---- AVAILABLE RECORDS

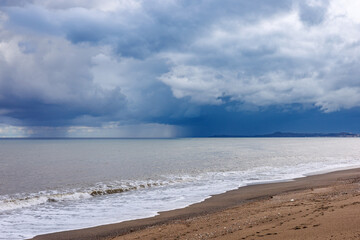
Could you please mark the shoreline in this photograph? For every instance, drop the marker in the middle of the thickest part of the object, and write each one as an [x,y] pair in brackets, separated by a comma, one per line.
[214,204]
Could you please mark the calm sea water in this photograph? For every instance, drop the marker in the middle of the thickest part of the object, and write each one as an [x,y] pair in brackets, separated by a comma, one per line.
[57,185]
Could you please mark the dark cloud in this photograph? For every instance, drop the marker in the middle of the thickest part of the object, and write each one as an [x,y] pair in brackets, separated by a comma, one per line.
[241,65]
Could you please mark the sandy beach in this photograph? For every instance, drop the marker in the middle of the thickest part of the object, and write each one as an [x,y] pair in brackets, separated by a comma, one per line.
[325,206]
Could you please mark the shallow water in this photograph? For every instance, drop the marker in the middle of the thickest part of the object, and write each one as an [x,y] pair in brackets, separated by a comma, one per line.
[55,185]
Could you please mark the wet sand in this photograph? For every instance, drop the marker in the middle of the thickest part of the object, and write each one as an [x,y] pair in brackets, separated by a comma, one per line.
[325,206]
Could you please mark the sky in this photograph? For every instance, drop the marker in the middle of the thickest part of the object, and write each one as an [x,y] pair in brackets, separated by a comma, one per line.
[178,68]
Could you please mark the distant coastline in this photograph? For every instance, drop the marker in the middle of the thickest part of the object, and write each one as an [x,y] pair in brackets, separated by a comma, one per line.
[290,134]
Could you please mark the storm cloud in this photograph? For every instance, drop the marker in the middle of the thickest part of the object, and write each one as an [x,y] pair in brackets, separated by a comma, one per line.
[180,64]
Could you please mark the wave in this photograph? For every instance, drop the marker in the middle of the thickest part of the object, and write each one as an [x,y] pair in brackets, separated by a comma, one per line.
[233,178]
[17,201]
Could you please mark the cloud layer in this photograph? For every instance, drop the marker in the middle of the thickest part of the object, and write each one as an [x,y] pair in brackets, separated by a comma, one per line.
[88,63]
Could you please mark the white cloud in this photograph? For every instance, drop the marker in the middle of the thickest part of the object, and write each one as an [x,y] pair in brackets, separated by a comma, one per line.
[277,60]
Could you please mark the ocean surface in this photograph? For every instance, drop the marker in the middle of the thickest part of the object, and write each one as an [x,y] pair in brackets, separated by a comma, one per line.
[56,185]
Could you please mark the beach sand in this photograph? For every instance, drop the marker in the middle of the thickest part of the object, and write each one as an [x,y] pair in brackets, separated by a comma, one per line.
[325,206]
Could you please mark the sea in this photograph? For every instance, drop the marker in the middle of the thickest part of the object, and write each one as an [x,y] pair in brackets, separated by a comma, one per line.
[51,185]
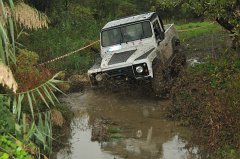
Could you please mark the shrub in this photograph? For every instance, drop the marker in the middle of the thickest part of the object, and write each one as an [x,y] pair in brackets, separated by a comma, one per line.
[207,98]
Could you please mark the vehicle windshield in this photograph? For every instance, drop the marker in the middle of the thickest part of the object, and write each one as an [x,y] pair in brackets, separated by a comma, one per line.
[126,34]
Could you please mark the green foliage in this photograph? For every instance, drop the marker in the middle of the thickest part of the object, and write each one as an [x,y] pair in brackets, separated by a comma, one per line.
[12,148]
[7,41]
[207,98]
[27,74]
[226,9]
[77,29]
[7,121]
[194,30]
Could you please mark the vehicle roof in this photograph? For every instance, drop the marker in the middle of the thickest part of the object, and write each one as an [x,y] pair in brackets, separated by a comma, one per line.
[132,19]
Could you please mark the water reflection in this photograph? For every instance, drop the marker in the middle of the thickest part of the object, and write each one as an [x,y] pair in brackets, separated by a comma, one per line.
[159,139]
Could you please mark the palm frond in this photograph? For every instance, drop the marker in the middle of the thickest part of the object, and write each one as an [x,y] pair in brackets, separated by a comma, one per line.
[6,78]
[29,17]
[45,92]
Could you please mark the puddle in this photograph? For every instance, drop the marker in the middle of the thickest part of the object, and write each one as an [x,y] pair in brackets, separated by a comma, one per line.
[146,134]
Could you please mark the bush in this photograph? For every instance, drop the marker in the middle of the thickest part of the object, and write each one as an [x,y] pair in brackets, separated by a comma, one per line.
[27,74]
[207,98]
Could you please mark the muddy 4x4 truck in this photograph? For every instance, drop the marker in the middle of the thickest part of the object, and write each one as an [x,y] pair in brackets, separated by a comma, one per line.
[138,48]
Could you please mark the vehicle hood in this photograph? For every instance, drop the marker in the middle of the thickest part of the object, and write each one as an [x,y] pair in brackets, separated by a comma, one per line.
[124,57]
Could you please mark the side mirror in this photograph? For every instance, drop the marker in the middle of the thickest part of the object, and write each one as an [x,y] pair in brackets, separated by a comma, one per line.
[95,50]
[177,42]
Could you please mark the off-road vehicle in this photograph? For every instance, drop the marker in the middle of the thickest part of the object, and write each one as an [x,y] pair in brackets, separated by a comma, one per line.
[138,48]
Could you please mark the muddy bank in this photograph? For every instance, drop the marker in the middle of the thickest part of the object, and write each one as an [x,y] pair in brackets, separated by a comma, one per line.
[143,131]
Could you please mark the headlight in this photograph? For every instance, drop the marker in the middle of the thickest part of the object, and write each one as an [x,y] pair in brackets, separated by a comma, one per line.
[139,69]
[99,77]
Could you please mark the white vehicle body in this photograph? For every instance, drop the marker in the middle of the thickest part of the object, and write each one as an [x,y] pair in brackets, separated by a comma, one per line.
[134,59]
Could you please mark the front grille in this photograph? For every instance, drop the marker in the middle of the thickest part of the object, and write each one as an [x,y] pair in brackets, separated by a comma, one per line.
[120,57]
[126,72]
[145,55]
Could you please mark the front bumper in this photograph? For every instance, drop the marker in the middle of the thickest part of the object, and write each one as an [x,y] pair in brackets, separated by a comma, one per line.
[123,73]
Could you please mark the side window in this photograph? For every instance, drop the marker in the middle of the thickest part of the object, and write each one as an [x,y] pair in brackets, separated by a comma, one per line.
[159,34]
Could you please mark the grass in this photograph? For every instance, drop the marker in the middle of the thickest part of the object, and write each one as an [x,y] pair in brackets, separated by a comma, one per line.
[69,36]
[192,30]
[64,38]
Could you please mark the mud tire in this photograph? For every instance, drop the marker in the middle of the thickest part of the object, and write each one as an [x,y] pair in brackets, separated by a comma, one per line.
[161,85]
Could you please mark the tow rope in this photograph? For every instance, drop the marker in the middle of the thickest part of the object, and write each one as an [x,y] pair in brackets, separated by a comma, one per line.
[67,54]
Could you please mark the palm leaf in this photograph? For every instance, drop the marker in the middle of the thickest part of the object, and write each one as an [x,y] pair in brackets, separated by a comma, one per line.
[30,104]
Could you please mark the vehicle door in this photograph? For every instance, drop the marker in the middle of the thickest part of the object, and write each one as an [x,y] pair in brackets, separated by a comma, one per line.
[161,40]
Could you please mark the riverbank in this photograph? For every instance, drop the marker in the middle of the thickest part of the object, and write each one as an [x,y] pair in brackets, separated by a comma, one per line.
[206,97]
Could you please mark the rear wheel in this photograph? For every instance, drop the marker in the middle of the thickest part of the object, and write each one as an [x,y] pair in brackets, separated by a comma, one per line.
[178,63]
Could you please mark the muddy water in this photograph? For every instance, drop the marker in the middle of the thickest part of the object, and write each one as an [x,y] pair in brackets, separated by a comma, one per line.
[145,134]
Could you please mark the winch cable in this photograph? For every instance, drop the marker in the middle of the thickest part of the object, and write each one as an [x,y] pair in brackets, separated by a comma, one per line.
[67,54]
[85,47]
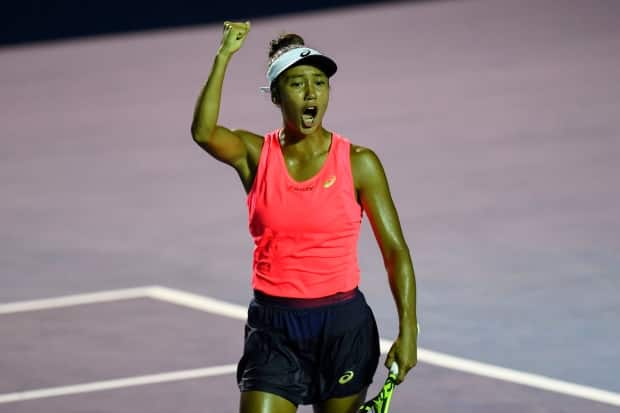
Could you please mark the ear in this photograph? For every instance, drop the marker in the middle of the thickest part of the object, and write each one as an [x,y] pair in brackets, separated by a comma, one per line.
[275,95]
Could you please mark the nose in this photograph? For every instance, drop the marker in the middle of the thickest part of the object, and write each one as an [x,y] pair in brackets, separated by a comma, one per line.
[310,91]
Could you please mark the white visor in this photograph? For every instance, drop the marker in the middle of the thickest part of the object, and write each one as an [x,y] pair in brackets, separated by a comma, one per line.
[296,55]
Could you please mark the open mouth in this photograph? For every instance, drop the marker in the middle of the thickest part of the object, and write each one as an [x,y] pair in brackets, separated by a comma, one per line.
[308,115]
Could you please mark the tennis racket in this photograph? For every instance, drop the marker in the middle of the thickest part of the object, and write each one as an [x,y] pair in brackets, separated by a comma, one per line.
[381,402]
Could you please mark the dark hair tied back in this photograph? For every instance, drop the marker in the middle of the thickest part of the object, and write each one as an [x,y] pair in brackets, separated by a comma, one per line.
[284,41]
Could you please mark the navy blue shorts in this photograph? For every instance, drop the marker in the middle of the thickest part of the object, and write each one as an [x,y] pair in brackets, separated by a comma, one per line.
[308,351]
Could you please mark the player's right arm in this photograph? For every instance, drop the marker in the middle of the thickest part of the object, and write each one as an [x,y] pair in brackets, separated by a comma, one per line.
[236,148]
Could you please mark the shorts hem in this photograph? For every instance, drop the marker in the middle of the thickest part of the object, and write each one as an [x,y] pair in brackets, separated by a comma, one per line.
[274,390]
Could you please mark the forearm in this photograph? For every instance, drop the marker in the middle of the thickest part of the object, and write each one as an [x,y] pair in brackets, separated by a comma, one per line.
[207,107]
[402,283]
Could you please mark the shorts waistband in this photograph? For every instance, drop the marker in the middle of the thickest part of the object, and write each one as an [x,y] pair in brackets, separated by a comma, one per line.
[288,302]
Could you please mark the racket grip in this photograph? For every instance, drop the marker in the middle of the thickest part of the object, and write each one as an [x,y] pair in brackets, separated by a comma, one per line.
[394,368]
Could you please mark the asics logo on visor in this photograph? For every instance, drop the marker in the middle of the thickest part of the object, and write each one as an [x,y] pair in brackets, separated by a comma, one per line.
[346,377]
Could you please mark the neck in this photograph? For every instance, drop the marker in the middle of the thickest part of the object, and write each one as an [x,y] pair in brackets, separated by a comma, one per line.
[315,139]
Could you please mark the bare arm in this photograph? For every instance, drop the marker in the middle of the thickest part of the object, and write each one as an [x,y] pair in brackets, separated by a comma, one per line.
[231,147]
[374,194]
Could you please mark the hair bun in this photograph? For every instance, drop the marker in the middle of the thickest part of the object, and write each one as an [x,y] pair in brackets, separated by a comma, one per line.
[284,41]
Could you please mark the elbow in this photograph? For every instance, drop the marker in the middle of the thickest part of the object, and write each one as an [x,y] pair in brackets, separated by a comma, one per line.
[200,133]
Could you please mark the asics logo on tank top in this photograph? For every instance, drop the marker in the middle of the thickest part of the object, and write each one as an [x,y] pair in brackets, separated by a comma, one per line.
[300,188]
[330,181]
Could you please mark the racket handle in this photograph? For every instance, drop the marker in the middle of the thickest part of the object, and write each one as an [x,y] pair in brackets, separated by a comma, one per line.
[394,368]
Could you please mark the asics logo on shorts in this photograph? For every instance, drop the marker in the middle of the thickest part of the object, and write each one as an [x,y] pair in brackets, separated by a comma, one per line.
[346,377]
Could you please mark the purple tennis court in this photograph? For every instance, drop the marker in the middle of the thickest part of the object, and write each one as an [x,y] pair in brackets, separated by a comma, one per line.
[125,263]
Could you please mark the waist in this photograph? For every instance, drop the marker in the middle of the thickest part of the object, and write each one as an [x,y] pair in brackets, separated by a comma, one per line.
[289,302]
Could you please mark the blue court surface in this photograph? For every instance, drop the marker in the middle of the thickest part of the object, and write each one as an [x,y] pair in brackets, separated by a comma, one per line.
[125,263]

--------
---- AVAILABLE RECORDS

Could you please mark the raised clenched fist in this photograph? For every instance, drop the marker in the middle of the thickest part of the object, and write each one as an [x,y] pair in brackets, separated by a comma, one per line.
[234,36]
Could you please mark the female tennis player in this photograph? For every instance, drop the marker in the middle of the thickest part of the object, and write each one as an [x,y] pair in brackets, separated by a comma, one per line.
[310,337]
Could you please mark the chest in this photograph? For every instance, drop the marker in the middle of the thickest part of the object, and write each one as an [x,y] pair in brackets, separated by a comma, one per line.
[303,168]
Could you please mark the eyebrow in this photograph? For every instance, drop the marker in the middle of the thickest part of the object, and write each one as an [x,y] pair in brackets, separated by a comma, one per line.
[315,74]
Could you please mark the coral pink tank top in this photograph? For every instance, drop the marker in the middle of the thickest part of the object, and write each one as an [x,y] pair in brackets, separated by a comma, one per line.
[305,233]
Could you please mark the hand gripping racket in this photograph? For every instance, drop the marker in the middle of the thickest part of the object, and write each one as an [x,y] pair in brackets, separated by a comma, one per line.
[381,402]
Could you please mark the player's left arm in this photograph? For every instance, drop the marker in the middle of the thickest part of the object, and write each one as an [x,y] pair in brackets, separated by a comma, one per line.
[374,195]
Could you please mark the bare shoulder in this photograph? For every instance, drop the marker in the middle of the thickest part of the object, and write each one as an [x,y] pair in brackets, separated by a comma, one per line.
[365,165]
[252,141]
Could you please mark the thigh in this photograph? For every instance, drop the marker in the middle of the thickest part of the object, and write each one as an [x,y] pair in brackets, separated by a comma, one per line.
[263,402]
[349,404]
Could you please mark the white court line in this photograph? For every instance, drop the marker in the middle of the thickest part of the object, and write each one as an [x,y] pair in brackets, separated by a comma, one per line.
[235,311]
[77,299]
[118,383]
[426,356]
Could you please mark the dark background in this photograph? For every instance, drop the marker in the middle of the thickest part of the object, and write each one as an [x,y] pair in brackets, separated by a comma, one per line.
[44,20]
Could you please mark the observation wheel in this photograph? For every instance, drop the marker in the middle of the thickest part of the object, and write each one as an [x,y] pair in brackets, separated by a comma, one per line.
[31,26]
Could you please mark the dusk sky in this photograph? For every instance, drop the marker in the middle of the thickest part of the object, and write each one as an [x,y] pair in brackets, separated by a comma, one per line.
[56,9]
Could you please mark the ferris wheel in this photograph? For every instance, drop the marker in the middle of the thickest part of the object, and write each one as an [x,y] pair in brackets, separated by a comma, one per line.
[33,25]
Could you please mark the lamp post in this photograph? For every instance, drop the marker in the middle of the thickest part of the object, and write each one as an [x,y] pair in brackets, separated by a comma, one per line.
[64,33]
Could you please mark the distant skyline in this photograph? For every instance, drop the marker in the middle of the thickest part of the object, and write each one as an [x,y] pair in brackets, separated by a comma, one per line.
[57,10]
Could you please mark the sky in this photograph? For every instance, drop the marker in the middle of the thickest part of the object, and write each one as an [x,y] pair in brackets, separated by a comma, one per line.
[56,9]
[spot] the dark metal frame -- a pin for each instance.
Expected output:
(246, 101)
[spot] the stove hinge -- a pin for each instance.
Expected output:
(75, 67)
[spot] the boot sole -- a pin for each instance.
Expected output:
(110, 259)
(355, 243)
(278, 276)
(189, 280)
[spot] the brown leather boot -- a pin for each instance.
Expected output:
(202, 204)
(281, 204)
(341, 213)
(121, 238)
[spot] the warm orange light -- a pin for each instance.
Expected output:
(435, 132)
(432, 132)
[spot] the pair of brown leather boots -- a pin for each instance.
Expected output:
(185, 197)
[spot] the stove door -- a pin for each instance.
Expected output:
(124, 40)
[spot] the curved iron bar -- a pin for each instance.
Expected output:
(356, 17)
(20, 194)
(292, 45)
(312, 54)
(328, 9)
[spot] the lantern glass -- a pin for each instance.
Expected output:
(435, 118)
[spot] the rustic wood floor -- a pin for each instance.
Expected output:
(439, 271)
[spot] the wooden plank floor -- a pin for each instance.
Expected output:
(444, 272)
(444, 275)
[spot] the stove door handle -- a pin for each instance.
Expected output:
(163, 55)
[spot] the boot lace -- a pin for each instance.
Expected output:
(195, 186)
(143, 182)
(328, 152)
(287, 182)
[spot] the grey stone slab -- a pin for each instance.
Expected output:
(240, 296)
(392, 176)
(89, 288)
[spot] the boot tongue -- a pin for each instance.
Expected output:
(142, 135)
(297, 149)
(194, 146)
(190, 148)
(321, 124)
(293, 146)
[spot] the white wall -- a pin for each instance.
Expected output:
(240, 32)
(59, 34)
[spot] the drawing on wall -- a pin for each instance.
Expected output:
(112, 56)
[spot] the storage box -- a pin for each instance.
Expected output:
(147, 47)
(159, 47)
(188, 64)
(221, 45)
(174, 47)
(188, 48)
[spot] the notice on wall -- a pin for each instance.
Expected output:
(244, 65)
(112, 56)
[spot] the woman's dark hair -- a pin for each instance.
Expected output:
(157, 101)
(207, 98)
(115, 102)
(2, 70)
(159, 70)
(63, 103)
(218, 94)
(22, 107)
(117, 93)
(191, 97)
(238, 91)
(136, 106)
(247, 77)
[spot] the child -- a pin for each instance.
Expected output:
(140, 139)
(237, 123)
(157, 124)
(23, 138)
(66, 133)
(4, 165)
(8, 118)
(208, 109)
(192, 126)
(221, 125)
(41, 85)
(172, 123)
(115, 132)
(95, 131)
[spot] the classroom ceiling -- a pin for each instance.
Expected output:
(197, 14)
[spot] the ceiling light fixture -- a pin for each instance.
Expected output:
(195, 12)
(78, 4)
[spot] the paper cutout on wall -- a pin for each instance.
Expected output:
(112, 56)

--------

▶ [YOUR OBJECTIVE] Look through the records above and please copy every line in which the string "floor" occurs.

▶ [SOLUTION TO THIS TASK]
[spot] the rustic wood floor -- a pin for each instance.
[spot] the wooden plank floor -- a pin for each instance.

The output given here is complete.